→ WHAT THE TASK ASKS
Please write out the material below exactly as given.
-- Begin TASK MATERIAL --
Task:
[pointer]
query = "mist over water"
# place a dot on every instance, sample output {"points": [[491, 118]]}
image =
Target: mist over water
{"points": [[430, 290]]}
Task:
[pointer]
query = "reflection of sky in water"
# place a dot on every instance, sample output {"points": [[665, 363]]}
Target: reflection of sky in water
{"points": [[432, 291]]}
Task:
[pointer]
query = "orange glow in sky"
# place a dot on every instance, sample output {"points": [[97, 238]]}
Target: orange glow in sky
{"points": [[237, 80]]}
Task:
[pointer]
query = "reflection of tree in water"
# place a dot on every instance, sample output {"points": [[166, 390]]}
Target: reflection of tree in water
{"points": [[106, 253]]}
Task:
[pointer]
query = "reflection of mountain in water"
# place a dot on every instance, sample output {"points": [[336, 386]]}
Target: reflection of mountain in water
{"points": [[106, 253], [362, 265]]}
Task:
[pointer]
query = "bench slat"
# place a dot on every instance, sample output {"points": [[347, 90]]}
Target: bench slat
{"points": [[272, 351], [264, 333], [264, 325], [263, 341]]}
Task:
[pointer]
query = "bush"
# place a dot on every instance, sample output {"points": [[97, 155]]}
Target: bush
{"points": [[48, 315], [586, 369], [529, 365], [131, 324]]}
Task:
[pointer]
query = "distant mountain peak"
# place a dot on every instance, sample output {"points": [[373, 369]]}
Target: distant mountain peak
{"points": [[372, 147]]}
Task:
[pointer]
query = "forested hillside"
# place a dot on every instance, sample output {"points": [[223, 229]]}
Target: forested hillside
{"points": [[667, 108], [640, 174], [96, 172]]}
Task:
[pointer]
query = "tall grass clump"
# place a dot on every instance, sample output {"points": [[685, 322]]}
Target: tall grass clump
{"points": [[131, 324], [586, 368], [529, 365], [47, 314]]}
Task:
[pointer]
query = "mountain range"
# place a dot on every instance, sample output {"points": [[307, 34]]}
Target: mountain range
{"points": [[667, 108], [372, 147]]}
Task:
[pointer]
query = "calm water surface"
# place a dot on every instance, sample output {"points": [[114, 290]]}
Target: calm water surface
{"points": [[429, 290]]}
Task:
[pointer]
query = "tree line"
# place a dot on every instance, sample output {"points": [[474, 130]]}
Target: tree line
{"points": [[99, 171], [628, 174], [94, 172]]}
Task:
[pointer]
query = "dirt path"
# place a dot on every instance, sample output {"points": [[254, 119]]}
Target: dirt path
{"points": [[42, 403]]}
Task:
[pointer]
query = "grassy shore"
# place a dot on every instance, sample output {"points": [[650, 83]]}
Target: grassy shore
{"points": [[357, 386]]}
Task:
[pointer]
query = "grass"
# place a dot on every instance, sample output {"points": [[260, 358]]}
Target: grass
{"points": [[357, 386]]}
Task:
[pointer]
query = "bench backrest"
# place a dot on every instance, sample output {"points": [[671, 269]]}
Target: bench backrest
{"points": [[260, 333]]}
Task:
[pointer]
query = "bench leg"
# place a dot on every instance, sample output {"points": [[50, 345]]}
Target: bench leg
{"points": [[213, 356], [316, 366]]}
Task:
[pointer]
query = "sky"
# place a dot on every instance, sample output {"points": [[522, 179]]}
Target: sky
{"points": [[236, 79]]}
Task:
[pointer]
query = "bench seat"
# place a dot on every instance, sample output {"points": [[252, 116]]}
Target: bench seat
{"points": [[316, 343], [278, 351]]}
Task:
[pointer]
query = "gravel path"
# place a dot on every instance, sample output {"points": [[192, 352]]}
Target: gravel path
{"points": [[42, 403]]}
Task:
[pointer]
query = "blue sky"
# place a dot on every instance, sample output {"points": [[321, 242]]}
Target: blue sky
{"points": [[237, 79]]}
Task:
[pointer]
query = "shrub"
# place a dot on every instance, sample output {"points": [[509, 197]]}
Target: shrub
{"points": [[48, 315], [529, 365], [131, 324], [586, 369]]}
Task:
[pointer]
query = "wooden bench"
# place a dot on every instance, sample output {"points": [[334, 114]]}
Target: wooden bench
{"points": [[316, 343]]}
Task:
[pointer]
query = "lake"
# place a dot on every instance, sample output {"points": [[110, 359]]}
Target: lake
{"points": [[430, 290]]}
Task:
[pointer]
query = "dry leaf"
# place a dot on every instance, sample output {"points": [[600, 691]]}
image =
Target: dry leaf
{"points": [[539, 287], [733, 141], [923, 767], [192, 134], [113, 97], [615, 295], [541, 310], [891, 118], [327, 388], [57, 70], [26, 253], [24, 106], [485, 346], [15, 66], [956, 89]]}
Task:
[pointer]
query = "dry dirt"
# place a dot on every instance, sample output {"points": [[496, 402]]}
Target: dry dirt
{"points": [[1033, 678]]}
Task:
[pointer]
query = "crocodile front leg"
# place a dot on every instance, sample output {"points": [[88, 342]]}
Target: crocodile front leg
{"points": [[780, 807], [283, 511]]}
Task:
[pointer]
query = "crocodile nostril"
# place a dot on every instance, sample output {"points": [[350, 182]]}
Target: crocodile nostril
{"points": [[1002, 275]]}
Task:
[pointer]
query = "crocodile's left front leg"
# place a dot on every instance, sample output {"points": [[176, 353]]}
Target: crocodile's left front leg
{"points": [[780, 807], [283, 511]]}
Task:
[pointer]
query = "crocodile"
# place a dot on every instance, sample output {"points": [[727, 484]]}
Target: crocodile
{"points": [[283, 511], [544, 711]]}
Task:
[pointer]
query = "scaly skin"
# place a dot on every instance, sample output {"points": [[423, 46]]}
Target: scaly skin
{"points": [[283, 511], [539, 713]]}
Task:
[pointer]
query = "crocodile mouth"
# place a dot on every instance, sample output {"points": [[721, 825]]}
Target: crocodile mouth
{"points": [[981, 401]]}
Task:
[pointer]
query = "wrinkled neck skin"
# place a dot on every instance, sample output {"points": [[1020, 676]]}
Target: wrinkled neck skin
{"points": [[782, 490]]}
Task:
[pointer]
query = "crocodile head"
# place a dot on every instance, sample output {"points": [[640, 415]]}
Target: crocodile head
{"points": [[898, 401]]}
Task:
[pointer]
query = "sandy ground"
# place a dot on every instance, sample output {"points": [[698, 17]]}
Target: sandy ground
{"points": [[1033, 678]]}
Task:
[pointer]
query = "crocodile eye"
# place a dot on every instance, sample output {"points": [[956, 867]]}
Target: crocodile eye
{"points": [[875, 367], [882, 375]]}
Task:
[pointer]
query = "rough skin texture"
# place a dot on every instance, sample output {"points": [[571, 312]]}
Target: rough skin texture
-- End TASK MATERIAL --
→ EXPECTED ANSWER
Task:
[pointer]
query = "mist over water"
# place a dot on every instance, sample output {"points": [[491, 118]]}
image =
Target: mist over water
{"points": [[430, 290]]}
Task:
[pointer]
query = "reflection of sky in water"
# place a dot on every instance, sample output {"points": [[665, 363]]}
Target: reflection of sky in water
{"points": [[432, 291]]}
Task:
[pointer]
query = "orange glow in sky"
# place a dot on every instance, sample output {"points": [[97, 238]]}
Target: orange glow in sky
{"points": [[237, 80]]}
Task:
[pointer]
query = "reflection of tree in water"
# place a dot on every instance, sample output {"points": [[166, 390]]}
Target: reflection of tree in water
{"points": [[106, 253]]}
Task:
[pointer]
query = "reflection of mountain in water"
# place a dot on every instance, sample output {"points": [[336, 386]]}
Target: reflection of mountain in water
{"points": [[106, 253], [362, 265]]}
Task:
[pointer]
query = "bench slat"
# place a dot on every instance, sample output {"points": [[347, 90]]}
Target: bench slat
{"points": [[272, 351], [264, 333], [264, 325], [263, 341]]}
Task:
[pointer]
query = "bush"
# place a dot on every instance, sample output {"points": [[97, 155]]}
Target: bush
{"points": [[48, 315], [586, 369], [529, 365], [131, 324]]}
Task:
[pointer]
query = "distant mountain peak"
# place a dot on every instance, sample output {"points": [[373, 369]]}
Target: distant mountain peak
{"points": [[372, 147]]}
Task:
[pointer]
query = "forested hillside"
# place a dot on every instance, sample output {"points": [[223, 229]]}
Target: forested hillside
{"points": [[667, 108], [640, 174], [96, 172]]}
Task:
[pointer]
query = "tall grass clump"
# place a dot on every instance, sample output {"points": [[685, 322]]}
Target: tall grass clump
{"points": [[131, 324], [586, 368], [529, 365], [47, 314]]}
Task:
[pointer]
query = "mountain range"
# place a dot on every instance, sample output {"points": [[307, 34]]}
Target: mountain range
{"points": [[667, 108], [372, 147]]}
Task:
[pointer]
query = "calm water surface"
# place a dot on every instance, sample output {"points": [[114, 290]]}
Target: calm water surface
{"points": [[429, 290]]}
Task:
[pointer]
query = "tree line"
# place a dot on every instance, sample output {"points": [[474, 130]]}
Target: tree line
{"points": [[99, 171], [628, 174], [94, 172]]}
Task:
[pointer]
query = "dirt path"
# place a dot on every instance, sample output {"points": [[254, 119]]}
Target: dirt path
{"points": [[42, 403]]}
Task:
[pointer]
query = "grassy shore"
# place a dot on every instance, sample output {"points": [[650, 83]]}
Target: grassy shore
{"points": [[357, 386]]}
Task:
[pointer]
query = "grass"
# place a dot on every instance, sample output {"points": [[260, 358]]}
Target: grass
{"points": [[357, 386]]}
Task:
[pointer]
query = "bench backrest"
# place a dot on every instance, sample output {"points": [[671, 269]]}
Target: bench backrest
{"points": [[260, 333]]}
Task:
[pointer]
query = "bench leg"
# place a dot on every instance, sample output {"points": [[50, 345]]}
Target: bench leg
{"points": [[213, 356], [316, 366]]}
Task:
[pointer]
query = "sky"
# place a dot on every instance, sample output {"points": [[522, 179]]}
Target: sky
{"points": [[236, 79]]}
Task:
[pointer]
query = "bench seat"
# place a dot on every instance, sample output {"points": [[252, 116]]}
Target: bench seat
{"points": [[316, 343], [278, 351]]}
Task:
[pointer]
query = "gravel path"
# place a dot on every instance, sample output {"points": [[192, 352]]}
Target: gravel path
{"points": [[42, 403]]}
Task:
[pointer]
query = "blue sky"
# place a dot on every instance, sample output {"points": [[321, 242]]}
Target: blue sky
{"points": [[237, 79]]}
Task:
[pointer]
query = "shrub"
# place a dot on every instance, sample output {"points": [[509, 197]]}
Target: shrub
{"points": [[48, 315], [529, 365], [131, 324], [586, 369]]}
Task:
[pointer]
query = "wooden bench"
# place a dot on every instance, sample output {"points": [[334, 114]]}
Target: wooden bench
{"points": [[316, 343]]}
Task:
[pointer]
query = "lake"
# place a dot on every instance, sample output {"points": [[110, 359]]}
Target: lake
{"points": [[430, 290]]}
Task:
[pointer]
query = "dry leaf"
# place a dot on every instance, sample output {"points": [[600, 691]]}
image =
Target: dry leaf
{"points": [[539, 287], [733, 141], [923, 767], [192, 134], [113, 97], [615, 295], [541, 310], [891, 118], [327, 388], [57, 70], [26, 253], [24, 106], [485, 346], [15, 66], [956, 89]]}
Task:
[pointer]
query = "dry dirt"
# place a dot on every instance, sample output {"points": [[496, 402]]}
Target: dry dirt
{"points": [[1033, 678]]}
Task:
[pointer]
query = "crocodile front leg"
# place a dot on every instance, sample output {"points": [[88, 342]]}
Target: crocodile front leg
{"points": [[780, 807], [283, 511]]}
Task:
[pointer]
query = "crocodile nostril"
# place a dot on every instance, sample output {"points": [[350, 182]]}
Target: crocodile nostril
{"points": [[1002, 275]]}
Task:
[pointer]
query = "crocodile's left front leg"
# place a dot on every instance, sample output {"points": [[176, 353]]}
Target: crocodile's left front leg
{"points": [[780, 807], [283, 511]]}
Task:
[pointer]
query = "crocodile"
# place a dot on every instance, sample output {"points": [[727, 484]]}
Target: crocodile
{"points": [[283, 511], [544, 711]]}
Task:
[pointer]
query = "scaly skin"
# place a dot on every instance, sample output {"points": [[423, 46]]}
Target: scaly skin
{"points": [[283, 511], [539, 713]]}
Task:
[pointer]
query = "crocodile mouth"
# place a dot on every instance, sample output {"points": [[721, 825]]}
Target: crocodile mouth
{"points": [[981, 401]]}
Task:
[pointer]
query = "wrinkled neck skin"
# place a dot on every instance, sample output {"points": [[1020, 676]]}
Target: wrinkled neck skin
{"points": [[782, 490]]}
Task:
[pointer]
query = "crocodile head"
# place a dot on every instance, sample output {"points": [[640, 415]]}
Target: crocodile head
{"points": [[898, 401]]}
Task:
[pointer]
query = "sandy ground"
# place a dot on every instance, sample output {"points": [[698, 17]]}
Target: sandy ground
{"points": [[1033, 678]]}
Task:
[pointer]
query = "crocodile eye"
# place a dot on every instance, sample output {"points": [[956, 867]]}
Target: crocodile eye
{"points": [[875, 367], [882, 375]]}
Task:
[pointer]
query = "rough skin texture"
# place a dot on every instance, sample output {"points": [[571, 312]]}
Target: rough skin texture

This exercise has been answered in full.